Aim | Please check the passage on including DHH students in general education: what share of DHH students ages 6 to 21 spend 80% or more of their day in a general education classroom?

Given passage |

Over 86% of DHH students ages 6 to 21 years spend part of their day in general education settings, with 60% spending the majority of their day (80% or more) in a general education classroom. In practice, inclusion incorporates two underlying philosophical concepts: (1) general education classrooms and teachers change to accommodate the needs of diverse learners and (2) the general education teacher, rather than the special education teacher, is primarily responsible for educating special needs students.

For students who are DHH several accommodations and modifications are available to support learning in the general education classroom.

  • Communication Accommodations:  Accommodations that give DHH students equal access to instructional communication are paramount for successful inclusion. When considering appropriate communication accommodations for DHH students, the Americans with Disabilities Act (ADA) requires that the preferences of the student are considered. Communication accommodations include:
    • Assistive technology such as FM or loop systems that enhance auditory access by reducing interference caused by background noise, poor acoustic environments, and distance from the speaker.
    • Sign language interpreting or captioning of classroom communication by sign language interpreters who translate classroom discourse into the preferred signed language of the student, or by captioning services that translate speech into text.
  • Environmental Modifications: Classroom modifications include:
    • Visual access to communication, materials and safety features through lighting, preferential seating, and flashing fire alarms.
    • Noise reduction through use of sound-absorbing materials.
  • Instructional Modifications:  These might include extended time on tests, frequent breaks to accommodate for visual or auditory fatigue, and supplemental materials to enhance instruction.

Record list |
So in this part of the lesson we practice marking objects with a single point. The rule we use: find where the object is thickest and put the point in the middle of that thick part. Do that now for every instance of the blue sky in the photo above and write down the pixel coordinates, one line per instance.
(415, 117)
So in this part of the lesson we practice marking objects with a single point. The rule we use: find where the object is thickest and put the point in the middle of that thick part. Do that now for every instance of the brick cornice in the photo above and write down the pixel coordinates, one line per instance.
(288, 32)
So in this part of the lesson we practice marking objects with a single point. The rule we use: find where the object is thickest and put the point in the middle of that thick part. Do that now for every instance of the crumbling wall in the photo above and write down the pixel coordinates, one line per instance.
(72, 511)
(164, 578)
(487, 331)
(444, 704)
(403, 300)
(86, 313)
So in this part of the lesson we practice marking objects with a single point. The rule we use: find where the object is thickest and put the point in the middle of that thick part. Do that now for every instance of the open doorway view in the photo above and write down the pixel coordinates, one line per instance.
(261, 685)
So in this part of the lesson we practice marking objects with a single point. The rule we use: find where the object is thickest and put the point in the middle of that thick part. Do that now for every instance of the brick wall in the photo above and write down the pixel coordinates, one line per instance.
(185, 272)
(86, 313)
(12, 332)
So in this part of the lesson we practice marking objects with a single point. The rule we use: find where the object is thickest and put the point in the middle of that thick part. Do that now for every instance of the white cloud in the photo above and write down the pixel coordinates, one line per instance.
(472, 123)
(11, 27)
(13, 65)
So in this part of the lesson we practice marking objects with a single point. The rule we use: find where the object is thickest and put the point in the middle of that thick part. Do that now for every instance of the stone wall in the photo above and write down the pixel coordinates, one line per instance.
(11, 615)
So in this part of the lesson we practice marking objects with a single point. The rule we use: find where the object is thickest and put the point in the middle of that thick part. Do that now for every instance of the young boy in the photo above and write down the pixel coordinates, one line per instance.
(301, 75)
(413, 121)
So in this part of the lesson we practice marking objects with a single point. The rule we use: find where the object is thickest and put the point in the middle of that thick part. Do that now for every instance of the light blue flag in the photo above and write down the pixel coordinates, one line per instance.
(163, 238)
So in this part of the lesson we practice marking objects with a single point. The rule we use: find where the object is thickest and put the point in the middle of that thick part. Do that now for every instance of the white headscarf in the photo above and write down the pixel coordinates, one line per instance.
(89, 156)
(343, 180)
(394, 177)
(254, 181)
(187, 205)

The response | 60%